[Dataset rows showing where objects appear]
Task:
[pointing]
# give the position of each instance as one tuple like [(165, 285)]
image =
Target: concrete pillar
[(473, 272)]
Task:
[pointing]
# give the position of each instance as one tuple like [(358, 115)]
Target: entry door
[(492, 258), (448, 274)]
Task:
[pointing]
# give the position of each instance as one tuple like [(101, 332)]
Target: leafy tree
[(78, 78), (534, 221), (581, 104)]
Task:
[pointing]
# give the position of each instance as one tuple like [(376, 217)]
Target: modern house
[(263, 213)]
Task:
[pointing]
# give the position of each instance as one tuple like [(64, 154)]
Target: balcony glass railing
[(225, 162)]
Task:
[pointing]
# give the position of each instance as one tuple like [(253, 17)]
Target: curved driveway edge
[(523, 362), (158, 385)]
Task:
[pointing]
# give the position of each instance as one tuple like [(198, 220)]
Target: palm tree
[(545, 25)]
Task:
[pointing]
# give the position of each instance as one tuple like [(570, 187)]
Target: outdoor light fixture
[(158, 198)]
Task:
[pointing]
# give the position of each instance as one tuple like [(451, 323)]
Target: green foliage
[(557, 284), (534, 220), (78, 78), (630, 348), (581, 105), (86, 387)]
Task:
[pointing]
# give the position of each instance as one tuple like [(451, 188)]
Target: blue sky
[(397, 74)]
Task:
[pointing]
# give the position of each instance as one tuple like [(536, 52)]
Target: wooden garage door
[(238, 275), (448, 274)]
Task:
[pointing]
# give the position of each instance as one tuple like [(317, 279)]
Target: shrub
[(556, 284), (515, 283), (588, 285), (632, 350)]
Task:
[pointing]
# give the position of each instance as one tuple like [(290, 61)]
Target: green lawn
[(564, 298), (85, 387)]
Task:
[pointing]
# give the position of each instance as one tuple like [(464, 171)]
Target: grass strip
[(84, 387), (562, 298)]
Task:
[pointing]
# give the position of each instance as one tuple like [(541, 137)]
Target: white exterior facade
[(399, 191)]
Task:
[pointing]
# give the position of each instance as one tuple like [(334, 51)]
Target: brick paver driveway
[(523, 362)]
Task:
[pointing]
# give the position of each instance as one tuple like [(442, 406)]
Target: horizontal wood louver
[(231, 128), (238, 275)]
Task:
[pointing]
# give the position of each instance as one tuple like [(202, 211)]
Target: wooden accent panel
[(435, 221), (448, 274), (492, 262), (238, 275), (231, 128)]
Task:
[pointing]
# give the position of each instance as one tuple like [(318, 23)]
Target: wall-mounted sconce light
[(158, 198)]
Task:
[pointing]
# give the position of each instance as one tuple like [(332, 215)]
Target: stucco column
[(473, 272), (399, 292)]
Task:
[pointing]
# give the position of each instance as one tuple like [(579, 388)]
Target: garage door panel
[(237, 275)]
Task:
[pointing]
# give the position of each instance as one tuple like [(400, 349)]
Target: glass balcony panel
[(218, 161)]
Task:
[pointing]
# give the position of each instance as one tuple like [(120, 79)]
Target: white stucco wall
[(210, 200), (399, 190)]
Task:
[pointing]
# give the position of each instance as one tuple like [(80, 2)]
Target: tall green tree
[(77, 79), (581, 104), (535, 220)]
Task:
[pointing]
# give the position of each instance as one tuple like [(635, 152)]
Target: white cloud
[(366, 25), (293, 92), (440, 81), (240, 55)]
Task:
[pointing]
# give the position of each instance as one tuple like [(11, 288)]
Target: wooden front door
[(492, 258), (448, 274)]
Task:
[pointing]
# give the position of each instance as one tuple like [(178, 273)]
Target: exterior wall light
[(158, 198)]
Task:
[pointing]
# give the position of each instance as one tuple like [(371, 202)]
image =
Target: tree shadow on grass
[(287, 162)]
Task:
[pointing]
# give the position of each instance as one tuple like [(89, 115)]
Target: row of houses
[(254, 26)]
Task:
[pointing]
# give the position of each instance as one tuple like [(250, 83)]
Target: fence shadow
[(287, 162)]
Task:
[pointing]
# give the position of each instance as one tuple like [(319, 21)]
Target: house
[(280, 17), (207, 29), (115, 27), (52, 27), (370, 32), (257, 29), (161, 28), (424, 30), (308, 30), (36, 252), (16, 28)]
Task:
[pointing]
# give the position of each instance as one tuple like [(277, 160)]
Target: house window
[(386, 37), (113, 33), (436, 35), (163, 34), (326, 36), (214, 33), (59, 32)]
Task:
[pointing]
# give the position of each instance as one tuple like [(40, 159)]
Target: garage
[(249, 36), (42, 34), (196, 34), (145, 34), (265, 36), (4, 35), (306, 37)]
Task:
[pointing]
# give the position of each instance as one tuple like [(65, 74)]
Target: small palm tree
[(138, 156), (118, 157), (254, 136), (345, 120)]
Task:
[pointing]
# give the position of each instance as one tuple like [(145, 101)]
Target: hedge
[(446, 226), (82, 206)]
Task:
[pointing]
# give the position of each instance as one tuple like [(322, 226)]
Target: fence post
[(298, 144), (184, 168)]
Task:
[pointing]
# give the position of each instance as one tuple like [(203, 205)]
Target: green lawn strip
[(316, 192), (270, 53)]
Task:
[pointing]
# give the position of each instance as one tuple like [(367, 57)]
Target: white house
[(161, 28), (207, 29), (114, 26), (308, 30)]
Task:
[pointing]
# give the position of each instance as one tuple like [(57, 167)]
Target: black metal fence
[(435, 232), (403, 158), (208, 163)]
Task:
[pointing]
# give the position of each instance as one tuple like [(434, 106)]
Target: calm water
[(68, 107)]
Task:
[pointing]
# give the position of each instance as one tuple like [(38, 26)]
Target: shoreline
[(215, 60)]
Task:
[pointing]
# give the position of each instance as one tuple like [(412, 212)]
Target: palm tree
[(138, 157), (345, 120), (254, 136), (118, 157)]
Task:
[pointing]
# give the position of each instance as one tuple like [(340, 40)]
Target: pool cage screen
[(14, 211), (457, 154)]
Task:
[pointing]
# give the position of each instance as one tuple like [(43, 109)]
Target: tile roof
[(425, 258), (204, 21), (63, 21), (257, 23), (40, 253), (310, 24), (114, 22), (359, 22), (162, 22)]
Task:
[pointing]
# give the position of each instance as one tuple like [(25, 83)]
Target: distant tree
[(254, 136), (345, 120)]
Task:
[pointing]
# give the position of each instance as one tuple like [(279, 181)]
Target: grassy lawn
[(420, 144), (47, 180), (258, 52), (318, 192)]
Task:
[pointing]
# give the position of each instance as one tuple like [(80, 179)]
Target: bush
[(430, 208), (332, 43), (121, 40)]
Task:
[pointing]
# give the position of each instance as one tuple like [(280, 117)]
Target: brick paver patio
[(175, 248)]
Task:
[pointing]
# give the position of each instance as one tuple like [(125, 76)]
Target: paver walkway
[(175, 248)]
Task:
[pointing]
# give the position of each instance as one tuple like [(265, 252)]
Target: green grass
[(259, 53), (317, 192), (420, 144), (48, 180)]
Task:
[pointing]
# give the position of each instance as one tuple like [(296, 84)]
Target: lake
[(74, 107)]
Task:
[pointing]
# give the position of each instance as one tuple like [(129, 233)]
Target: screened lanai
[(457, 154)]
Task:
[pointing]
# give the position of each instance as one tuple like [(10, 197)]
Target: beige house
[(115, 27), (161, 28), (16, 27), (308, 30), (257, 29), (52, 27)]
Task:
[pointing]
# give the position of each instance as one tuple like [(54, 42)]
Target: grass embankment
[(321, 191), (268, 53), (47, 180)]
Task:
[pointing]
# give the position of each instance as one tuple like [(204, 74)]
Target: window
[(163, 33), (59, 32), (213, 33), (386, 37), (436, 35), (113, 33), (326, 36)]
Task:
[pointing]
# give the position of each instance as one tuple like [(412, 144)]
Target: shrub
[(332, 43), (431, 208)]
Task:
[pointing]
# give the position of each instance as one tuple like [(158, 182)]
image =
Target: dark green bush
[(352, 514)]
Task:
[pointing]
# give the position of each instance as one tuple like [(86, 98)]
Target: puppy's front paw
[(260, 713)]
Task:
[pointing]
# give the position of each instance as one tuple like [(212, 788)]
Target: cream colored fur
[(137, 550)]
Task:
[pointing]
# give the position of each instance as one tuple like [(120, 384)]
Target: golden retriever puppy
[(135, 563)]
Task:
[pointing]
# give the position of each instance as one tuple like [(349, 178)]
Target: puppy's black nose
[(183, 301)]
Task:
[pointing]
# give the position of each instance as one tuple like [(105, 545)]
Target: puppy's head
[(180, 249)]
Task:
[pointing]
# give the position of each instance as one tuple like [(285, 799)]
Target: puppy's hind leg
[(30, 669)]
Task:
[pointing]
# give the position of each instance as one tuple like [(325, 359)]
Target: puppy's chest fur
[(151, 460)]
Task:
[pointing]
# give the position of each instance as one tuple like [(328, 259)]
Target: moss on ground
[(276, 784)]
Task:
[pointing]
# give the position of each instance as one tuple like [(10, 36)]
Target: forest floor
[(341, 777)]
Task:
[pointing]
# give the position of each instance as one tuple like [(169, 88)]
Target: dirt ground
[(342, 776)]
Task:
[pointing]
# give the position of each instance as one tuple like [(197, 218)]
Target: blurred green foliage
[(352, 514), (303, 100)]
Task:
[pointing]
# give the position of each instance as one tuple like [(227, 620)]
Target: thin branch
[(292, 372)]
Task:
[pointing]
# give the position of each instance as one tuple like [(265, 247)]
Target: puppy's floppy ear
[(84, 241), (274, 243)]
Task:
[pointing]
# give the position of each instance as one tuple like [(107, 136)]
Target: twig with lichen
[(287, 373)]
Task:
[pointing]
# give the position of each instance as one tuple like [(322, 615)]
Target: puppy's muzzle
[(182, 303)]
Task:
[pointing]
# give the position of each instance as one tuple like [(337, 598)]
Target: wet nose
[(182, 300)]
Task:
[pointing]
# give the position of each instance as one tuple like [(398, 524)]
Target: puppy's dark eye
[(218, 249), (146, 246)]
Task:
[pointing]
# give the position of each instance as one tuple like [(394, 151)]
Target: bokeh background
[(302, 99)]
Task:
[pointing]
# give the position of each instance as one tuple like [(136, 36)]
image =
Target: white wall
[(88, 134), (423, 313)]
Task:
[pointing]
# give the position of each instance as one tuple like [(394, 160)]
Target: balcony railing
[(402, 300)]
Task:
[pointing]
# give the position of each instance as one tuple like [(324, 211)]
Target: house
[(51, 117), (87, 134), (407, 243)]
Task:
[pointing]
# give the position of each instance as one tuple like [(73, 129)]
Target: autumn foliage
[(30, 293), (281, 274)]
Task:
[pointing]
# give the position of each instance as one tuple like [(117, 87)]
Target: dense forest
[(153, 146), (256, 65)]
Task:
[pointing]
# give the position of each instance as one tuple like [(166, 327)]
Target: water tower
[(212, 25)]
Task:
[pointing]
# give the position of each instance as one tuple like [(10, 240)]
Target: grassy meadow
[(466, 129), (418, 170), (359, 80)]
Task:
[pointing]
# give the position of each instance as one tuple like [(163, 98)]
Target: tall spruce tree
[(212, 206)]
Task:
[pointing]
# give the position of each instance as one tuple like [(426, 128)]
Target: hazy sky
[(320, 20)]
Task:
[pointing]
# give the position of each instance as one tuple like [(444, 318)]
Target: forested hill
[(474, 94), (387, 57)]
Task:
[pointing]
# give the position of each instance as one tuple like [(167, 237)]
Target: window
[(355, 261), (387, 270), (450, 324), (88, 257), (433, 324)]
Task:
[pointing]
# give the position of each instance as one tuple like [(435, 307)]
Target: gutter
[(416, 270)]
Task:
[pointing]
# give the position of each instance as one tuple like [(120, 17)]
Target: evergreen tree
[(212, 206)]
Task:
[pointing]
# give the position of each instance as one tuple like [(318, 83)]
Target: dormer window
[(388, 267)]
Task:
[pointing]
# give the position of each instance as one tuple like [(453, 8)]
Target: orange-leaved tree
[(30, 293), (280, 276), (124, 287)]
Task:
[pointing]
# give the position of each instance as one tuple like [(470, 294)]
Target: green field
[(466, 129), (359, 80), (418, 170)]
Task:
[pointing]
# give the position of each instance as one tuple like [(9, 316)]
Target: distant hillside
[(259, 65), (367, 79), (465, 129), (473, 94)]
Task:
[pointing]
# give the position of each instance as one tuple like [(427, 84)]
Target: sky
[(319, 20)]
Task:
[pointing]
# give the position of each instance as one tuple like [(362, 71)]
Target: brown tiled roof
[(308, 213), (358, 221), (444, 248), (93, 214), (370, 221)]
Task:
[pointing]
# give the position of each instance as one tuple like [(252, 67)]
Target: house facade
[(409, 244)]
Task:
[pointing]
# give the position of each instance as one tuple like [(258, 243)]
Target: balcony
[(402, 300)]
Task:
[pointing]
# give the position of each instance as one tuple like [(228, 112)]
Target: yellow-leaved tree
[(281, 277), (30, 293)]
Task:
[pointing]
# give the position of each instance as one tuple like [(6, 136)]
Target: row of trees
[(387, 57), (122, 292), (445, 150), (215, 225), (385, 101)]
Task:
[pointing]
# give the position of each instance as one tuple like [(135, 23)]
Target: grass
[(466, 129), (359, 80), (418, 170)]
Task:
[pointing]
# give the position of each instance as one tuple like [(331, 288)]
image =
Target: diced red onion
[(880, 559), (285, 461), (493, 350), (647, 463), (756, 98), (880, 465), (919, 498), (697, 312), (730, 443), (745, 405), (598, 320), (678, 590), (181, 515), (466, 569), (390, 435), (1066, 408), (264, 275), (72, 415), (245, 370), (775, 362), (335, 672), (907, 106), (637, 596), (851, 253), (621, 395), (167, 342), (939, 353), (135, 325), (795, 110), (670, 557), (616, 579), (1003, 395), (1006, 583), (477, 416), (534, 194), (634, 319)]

What is asked → Rescale the records from the start of the records through the line with "105), (86, 387)]", including both ends. Write out every line again with the requests and their sample tuples unchanged, but multiply each point coordinate in the answers by 2.15 and round it to a whole number, with halves rounded up.

Output below →
Task:
[pointing]
# give the position of each instance as one tuple like [(165, 285)]
image =
Target: concrete pillar
[(1017, 585)]
Task:
[pointing]
# give the position of each instance as one tuple like [(358, 115)]
Target: entry door
[(1058, 555), (963, 589)]
Task:
[pointing]
# give the position of each instance as one tuple like [(101, 332)]
Target: leafy tree
[(168, 168), (1148, 475), (1249, 224)]
Task:
[pointing]
# give the position of each instance as one tuple like [(376, 217)]
Target: modern house
[(565, 458)]
Task:
[pointing]
# give the position of each instance as one tuple like [(64, 154)]
Target: balcony glass railing
[(484, 348)]
Task:
[pointing]
# give the position of each instance as one tuple like [(253, 17)]
Target: curved driveway edge
[(1124, 778), (340, 828)]
Task:
[pointing]
# give the position of each instance as one tuple like [(198, 220)]
Target: palm tree
[(1172, 54)]
Task:
[pointing]
# give the position of each instance as one tuple like [(570, 187)]
Target: outdoor light fixture
[(340, 426)]
Task:
[pointing]
# give the position of each instance as one tuple like [(451, 323)]
Target: green foliage
[(1198, 611), (1148, 473), (168, 168), (1355, 748), (1249, 226), (185, 832)]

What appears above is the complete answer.